### Natural language region descriptions
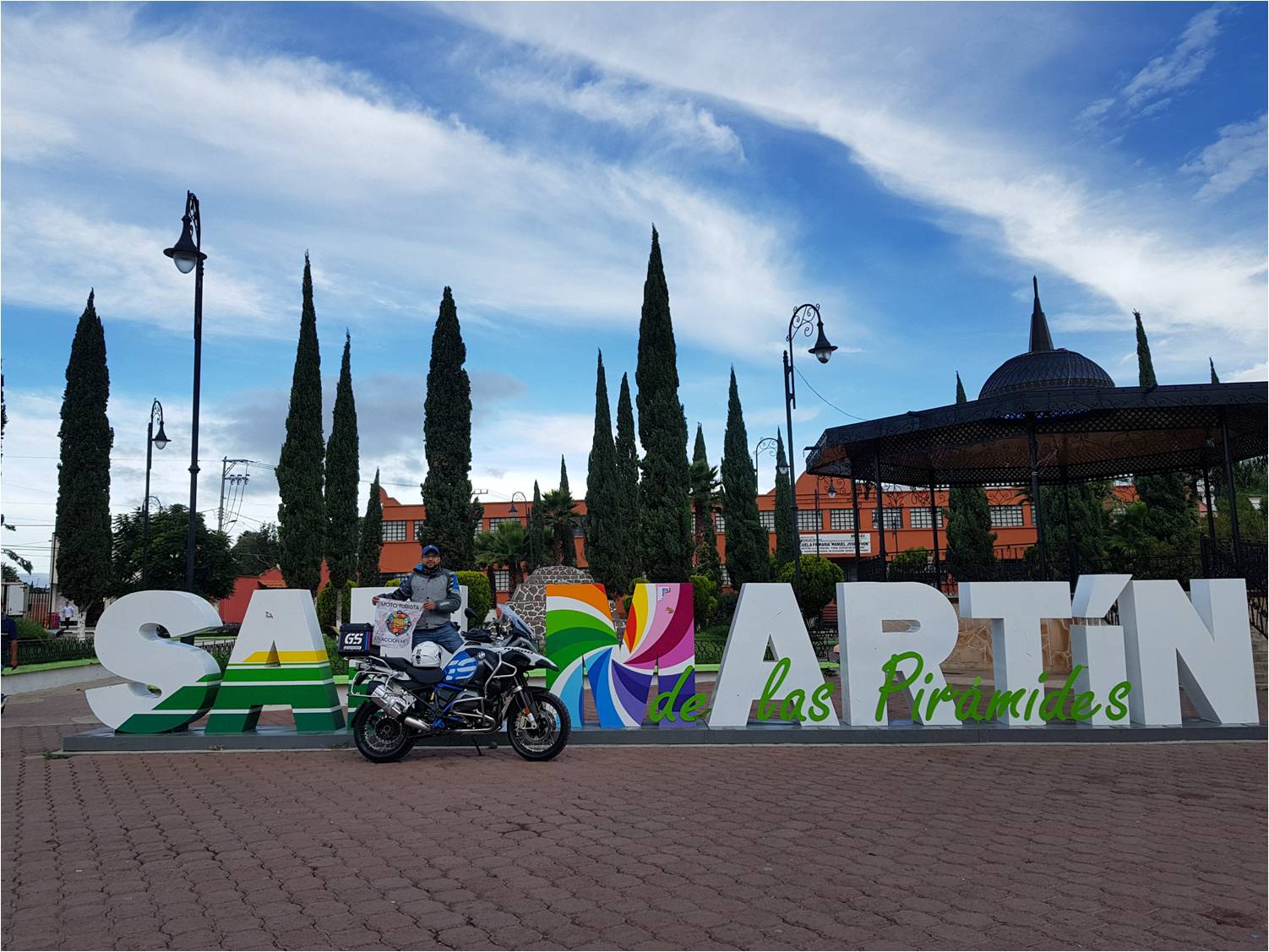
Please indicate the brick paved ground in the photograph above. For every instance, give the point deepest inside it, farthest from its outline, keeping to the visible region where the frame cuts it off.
(994, 847)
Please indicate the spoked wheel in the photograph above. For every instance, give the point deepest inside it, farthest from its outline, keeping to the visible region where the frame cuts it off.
(379, 737)
(547, 735)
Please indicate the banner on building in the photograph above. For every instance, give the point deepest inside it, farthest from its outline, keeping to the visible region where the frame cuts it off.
(836, 543)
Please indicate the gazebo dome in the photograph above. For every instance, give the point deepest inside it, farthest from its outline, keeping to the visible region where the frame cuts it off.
(1043, 366)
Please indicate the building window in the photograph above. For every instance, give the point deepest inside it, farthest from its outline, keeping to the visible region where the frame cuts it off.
(1006, 515)
(894, 518)
(922, 518)
(810, 520)
(841, 520)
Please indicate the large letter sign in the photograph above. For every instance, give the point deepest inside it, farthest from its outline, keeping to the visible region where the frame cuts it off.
(1016, 610)
(128, 645)
(1202, 644)
(872, 656)
(768, 613)
(659, 640)
(278, 658)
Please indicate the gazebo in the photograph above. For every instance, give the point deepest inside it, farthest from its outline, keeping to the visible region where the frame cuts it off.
(1051, 416)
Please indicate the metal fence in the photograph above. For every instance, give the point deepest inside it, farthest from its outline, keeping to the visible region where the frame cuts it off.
(50, 650)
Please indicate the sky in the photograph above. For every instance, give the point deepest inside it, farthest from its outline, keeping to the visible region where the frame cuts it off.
(907, 166)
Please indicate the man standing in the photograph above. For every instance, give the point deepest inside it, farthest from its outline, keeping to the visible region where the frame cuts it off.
(438, 590)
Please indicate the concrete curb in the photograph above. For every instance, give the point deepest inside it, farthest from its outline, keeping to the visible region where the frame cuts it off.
(106, 740)
(30, 682)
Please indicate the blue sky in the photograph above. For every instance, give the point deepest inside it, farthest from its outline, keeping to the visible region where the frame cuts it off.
(907, 166)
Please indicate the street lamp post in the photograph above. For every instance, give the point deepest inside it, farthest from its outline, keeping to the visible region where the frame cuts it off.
(187, 254)
(801, 324)
(528, 512)
(152, 439)
(766, 444)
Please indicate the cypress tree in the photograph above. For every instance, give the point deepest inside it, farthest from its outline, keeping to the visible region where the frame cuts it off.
(301, 515)
(537, 545)
(447, 428)
(560, 520)
(627, 487)
(703, 480)
(786, 542)
(343, 475)
(371, 538)
(603, 515)
(1170, 520)
(748, 558)
(1145, 366)
(665, 515)
(970, 540)
(83, 522)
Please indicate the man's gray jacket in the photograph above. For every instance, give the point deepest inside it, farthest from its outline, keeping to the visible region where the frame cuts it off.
(439, 586)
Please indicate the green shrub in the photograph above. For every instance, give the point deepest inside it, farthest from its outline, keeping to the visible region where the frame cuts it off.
(910, 563)
(30, 630)
(480, 598)
(820, 580)
(326, 610)
(725, 607)
(705, 598)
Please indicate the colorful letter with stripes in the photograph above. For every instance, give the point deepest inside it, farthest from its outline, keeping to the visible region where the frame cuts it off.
(128, 645)
(278, 659)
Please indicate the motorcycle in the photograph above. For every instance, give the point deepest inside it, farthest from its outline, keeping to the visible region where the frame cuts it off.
(482, 687)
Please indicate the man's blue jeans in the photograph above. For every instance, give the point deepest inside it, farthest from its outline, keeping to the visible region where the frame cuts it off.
(445, 635)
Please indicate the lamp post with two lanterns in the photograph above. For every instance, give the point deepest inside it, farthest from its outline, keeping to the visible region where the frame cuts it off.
(800, 324)
(188, 257)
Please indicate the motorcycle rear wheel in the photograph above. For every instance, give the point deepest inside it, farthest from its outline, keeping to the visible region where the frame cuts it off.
(550, 737)
(379, 737)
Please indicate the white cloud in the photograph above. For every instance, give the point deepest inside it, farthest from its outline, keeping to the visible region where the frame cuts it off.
(392, 201)
(1179, 66)
(672, 121)
(1235, 158)
(978, 178)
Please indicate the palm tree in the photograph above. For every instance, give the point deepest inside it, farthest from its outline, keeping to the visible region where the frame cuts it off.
(505, 545)
(560, 520)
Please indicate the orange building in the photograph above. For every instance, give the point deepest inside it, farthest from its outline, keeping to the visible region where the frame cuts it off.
(825, 525)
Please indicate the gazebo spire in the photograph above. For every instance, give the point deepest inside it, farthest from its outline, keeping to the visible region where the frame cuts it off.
(1041, 339)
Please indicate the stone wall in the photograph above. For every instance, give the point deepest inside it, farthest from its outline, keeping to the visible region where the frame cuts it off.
(530, 601)
(972, 653)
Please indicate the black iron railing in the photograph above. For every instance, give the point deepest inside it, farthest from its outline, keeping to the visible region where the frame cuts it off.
(50, 650)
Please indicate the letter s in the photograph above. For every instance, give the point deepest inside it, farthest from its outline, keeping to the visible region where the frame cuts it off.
(128, 645)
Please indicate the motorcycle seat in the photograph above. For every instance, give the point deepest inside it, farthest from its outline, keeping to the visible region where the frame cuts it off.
(420, 676)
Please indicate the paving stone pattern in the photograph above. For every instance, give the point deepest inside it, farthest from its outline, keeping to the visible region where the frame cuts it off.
(764, 847)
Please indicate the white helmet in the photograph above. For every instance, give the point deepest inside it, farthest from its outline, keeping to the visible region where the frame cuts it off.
(427, 656)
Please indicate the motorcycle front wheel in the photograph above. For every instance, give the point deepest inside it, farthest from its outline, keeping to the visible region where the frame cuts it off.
(550, 734)
(379, 737)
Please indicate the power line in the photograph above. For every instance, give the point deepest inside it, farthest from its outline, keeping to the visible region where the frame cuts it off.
(823, 398)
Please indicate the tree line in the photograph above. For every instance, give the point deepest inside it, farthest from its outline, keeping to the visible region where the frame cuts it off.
(649, 515)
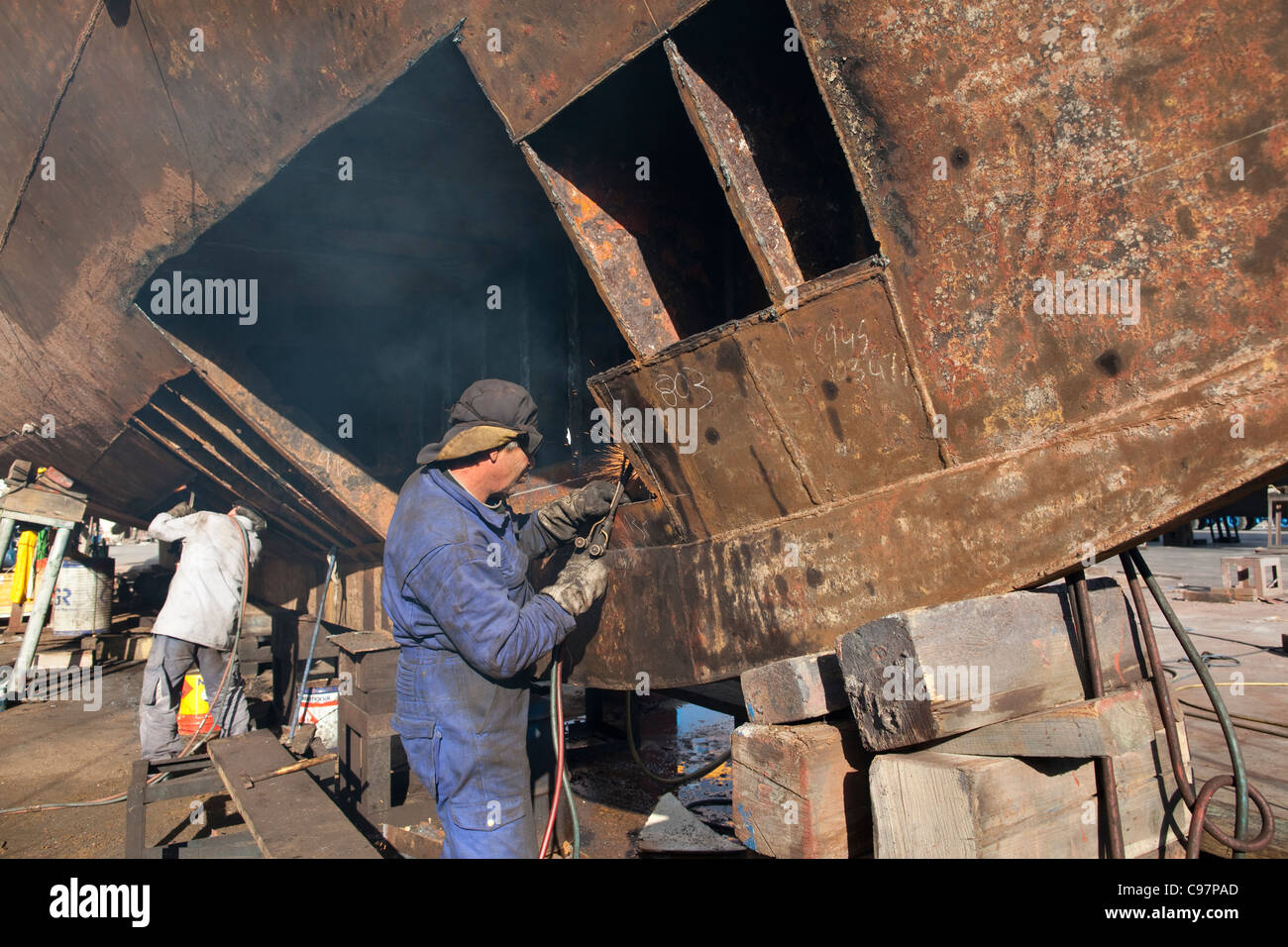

### Work instruction
You need to restate all of the entries above exactly and leave the pictures behind.

### Result
Please indicate the brick paved ground in the photograph above. For every instance, give the point deepest inside it, farthest from its outline, keeping to the visible region where the frame cuts it off.
(994, 847)
Please indicate the spoked wheel in the photograph above. For every instance, give the point deepest inside it, farthest from its outline, keeping to the visible region where the frame cuts it off.
(379, 737)
(547, 735)
Please indicate the banner on building in the photograph above. For every instance, give the point deepest inside it, farthest from its outline, keeping to the visible region where the frame cuts it off.
(836, 543)
Please indicate the gazebo dome in the photograph above. For every instance, give the point deepest inside it, farthest from its outline, keeping to the visible region where the frame cuts it off.
(1043, 366)
Please indicate the building window in the photograph above. For every instance, give the point deepest inside it, farthest from its outline, keeping to the visible region where the frame cuts it off.
(1006, 515)
(894, 518)
(922, 518)
(810, 520)
(841, 520)
Please indicate the large letter sign in the photograph above. For every instance, give the point deepest inside it, farthest from its outline, keeping to the visible region where the frame cuts it off.
(1016, 610)
(128, 645)
(1202, 644)
(872, 656)
(768, 613)
(659, 640)
(278, 658)
Please indicate the gazebo in the photograph above. For every instance, give the point deepest inside it, farthest from its outline, keeping to the visible region where the frame cuts it off.
(1051, 416)
Please indicate the metal fence in the photograph above. For every instance, give the point deepest inside it, farthest from its outline, keeping to the visible region where the frame cuts it off.
(50, 650)
Please indicate the sky in the photograph above. For every instance, give the point deepest inside it, farthest from its outline, keeping to the visible region where the frame cuts it off.
(907, 166)
Please indicate the man standing in the photograph above. For every instance, give the point deepest inside it, farthest from its outline, keeping to the visible region where the frame cuts it off.
(438, 590)
Please indicate the concrete curb in the photograph above. For every instance, give the point deepest inside it, farthest from its outline, keeping to the visible region where the frame cuts it off.
(106, 740)
(30, 682)
Please indicate the blue sky in the photograph above. For every instance, give the point deepest inside it, farthest from its outline, keeping to the visible region where the frame cuts it off.
(907, 166)
Please indicate the street lamp post in the photograph above. For every instance, give the point deepest inside it, farthest from its outline, keeping to the visible region where the frame cuts it off.
(187, 254)
(801, 324)
(528, 512)
(152, 439)
(766, 444)
Please indicate the cypress tree in the photograph above. For every instance, give the point deepest inside it, farthest from its outline, keeping to the visible region where the frame cuts it off.
(301, 515)
(537, 545)
(447, 428)
(560, 520)
(627, 487)
(703, 480)
(786, 542)
(343, 475)
(371, 538)
(603, 515)
(1170, 520)
(748, 558)
(1145, 366)
(665, 515)
(970, 540)
(83, 522)
Please indicate the man's gray jacket in the photograph above. For every instance, give the point deepest inside it, farthest from its outline, keeping to the visible region where the frame cuts it off.
(439, 586)
Please indicate the green shrub in the photograph above. For every instance, give the point deepest inside it, farthest from its outline, keeping to the visible region where the frame cuts it off.
(910, 563)
(30, 630)
(480, 598)
(820, 580)
(326, 610)
(725, 607)
(705, 598)
Please indicate the colorful letter with stripes in the photograph above. For every instance, give the point deepest inside it, farthest from its outline, keeping to the visible region where the frame cuts it off.
(128, 645)
(278, 659)
Please indicate the motorcycle in the photograph above. For every instance, give the point deepest inside it, farthest from its outline, keeping to the visible region where the frame cuts it off.
(482, 687)
Please indicate the man's blue jeans in the photograph above. For every instance, give the point deepest inside it, farthest from its outline, keeping to the visible region where the frame cuts it off.
(445, 635)
Please indicate the lamp post with two lanterns in the photograph above. For every instance, give the point deepest inside it, farthest from its outline, keeping to the visible region where the frame cuts it off.
(800, 324)
(188, 257)
Please indicate the motorcycle rear wheel in the photograph above. For every instance, give the point deepest inside it, farthest from its outline, keeping to the visible region where the frame cuts it off.
(550, 737)
(379, 737)
Please indicate the white cloud in the photograph above. For every instance, give the point deepest inside it, farthest from its outline, keeping to the visible region where the frame cuts it off.
(392, 201)
(1179, 66)
(672, 121)
(1235, 158)
(978, 178)
Please indicate the palm tree in the photograph above. For every instance, give the point deepest inside it, farthest from its outline, keeping to the visible region where the frame cuts it off.
(505, 545)
(560, 520)
Please indicate the orange building in the photograph above. For every instance, give the point deepest inside it, farthest from its outline, keeping to the visible region where the frame cuts it off.
(825, 525)
Please indicate the gazebo spire in the photograph above. For every instance, give the point deepest inside it, farthest from its outline, keeping to the visible region where the frame cuts it off.
(1041, 339)
Please indicate the stone wall in the photograph above. For every instance, give the point deepest inside it, farthest from its outline, keeping to the visible region where the frame cuts it off.
(530, 601)
(972, 653)
Please indicate the black iron railing in the photograph above. For every instance, give the point deepest inside it, farthest from its outline, keeping to the visible region where the frame cuts it off.
(50, 650)
Please indicate the letter s in the photograph above. For every instance, give the point deepest inside it, farthest from its outline, keeping to the visible region where the frame cuts it off.
(128, 645)
Please indicate the motorcycle seat in the photograph above. For every instance, give the point deepest inside it, farthest from its outline, keeping to the visible region where the frame cuts it off.
(420, 676)
Please indicate the paving stone pattern in the photograph above. For every instance, give the point deepest inside it, farthest from its outline, keeping to the visible region where the frame cuts it off.
(764, 847)
Please indicate the white helmet in the photograph above. For every instance, give the point deepest inside it, farthest from its outline, keeping to the visible region where the frame cuts it off.
(427, 656)
Please indicate the motorcycle front wheel in the photograph above. For every instance, give the point deepest inside it, farthest from its outline, keeping to the visible region where the frame cuts it off.
(550, 734)
(379, 737)
Please indicate the power line in the photograph above. For every instance, give the point deepest inside it, farthest from its outline, keeping to the visible region where the frame cuts it off.
(823, 398)
Please indicate the tree line in the photograph above. For every instance, give the point deepest inside it, farthest from its outline, keeping to the visible region where the frame cuts it off.
(649, 515)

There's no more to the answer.